**GIVEN PROBLEM**
Could you give the entries below as a JSON list of strings, with one string for each line and any blank lines left out?

─── DATASET ENTRIES

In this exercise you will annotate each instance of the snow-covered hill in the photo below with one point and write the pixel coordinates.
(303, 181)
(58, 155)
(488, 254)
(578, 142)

──────

**THE RESPONSE**
[
  "In this exercise you will annotate each instance of the snow-covered hill in the photo below with one point and write the pixel coordinates.",
  "(303, 181)",
  "(58, 155)",
  "(488, 254)",
  "(578, 142)"
]